I found that there is a bash kernel, which is pretty easy to install: it has a few benefits, such as live-updating output (when using %%bash, the output of the command is displayed until it finished), ability to run cd some-dir and have the next cell keep the state (as opposed to %%bash, which executes each cell in a new subprocess). I think it overall is the best option, and I don't see any issues. This is the best choice if it renders well on jupyter-book.

the only problem I encountered with the bash kernel is that it's doesn't correctly get the right Python environment (upon creating a bash notebook, doing which python did not print the python interpreter inside the environment that was active when calling jupyter lab). so we have to figure this out.

switch to kind

our kubernetes example use k3d. I've been recently using kind, and it's a lot simpler and faster. so we should switch.

some of our new features are difficult to explain and showcase, a notebook-like example will make it better

although before switching to kind (or any other alternative) we should see if it's possible to run them on binder (see last section for more information)

adding more tutorials

We added two major features to soopervisor: the ability to include a lib/ directory and support for multiple docker images for the same project. And while these are already documented, they don't have tutorials. We should add them.

binder

This is a long-shot but it'd be great to have an easy way for users to try soopervisor. the main challenge is that a meaningful example would mean having infrastructure such as kubernetes, airflow, or SLURM.

this is technically possible but we should test. making changes to binder is always a pain, but I think this can make a big difference in adoption. we can start with argo and see how it works.

for kubernetes-based examples such as argo, my only concern is that the choice of the tool to create the local cluster (k3d, kind, minikube) may have an impact and maybe some of them won't work on binder since that already is a kubernetes pod. My guess is that kind will work fine but I'm no kubernetes expert. so maybe it's better to try first

edublancas commented 2 years ago

I started working on this (tutorials branch), here's an example of the cargo tutorial re-written using the bash kernel: https://github.com/ploomber/soopervisor/blob/tutorials/kind/doc/argo.ipynb

Something that I noticed is that my Jupyter froze when running docker build (which executes when running soopervisor export) - looks like the bash kernel does not handle the verbose docker build output? One fix is to redirect the output to a file and then print it:

soopervisor export > output.txt

then:

cat output.txt

### REQUEST 1
According to the soopervisor discussion, which tool does the existing Kubernetes example use?
### REQUEST 2
State whether each statement agrees with the soopervisor discussion, quoting the deciding words: (a) The bash kernel executes each cell in a new subprocess. (b) The two major features recently added to soopervisor already have tutorials. (c) Jupyter froze while docker build was running.
Base every answer solely on the soopervisor discussion.

### SUPPLIED MATERIAL

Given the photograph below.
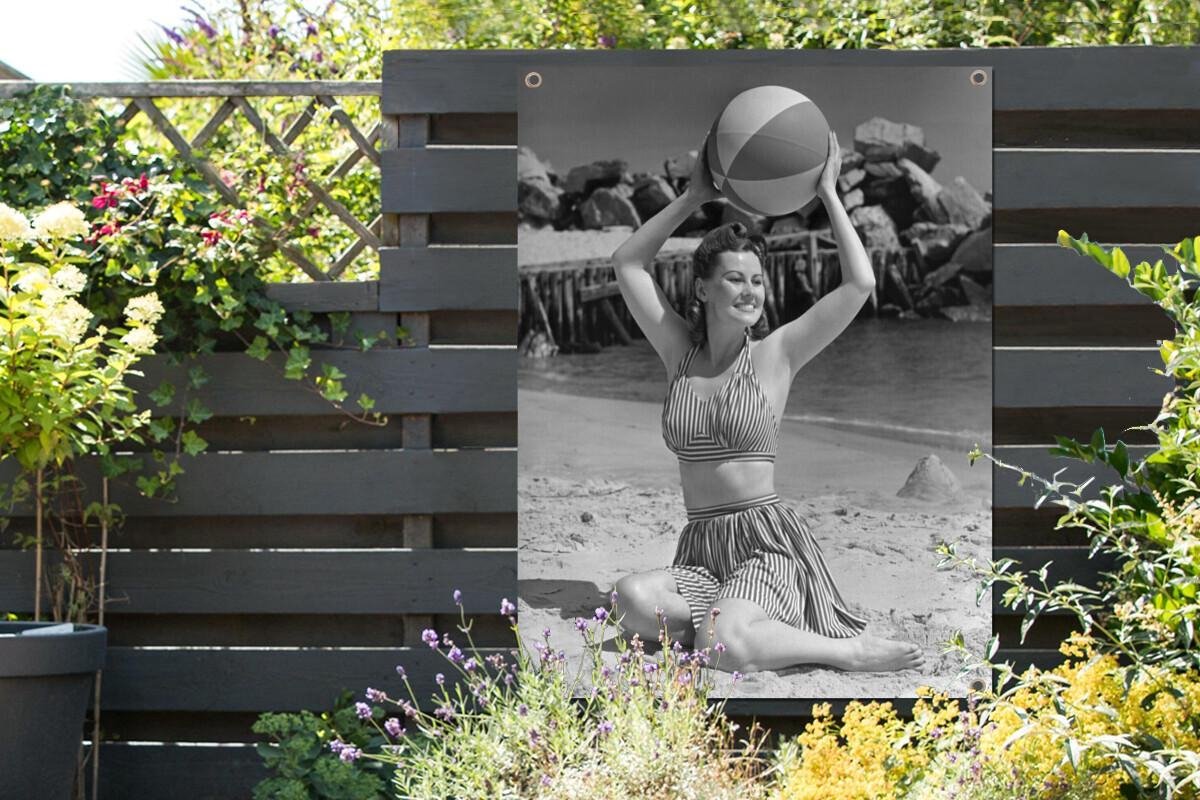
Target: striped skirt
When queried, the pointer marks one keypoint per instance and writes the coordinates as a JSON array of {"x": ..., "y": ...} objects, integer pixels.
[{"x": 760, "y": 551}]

### WRITTEN ANSWER 1
It uses k3d.

### WRITTEN ANSWER 2
(a) No: "have the next cell keep the state (as opposed to %%bash, which executes each cell in a new subprocess)"
(b) No: "And while these are already documented, they don't have tutorials."
(c) Yes: "my Jupyter froze when running docker build"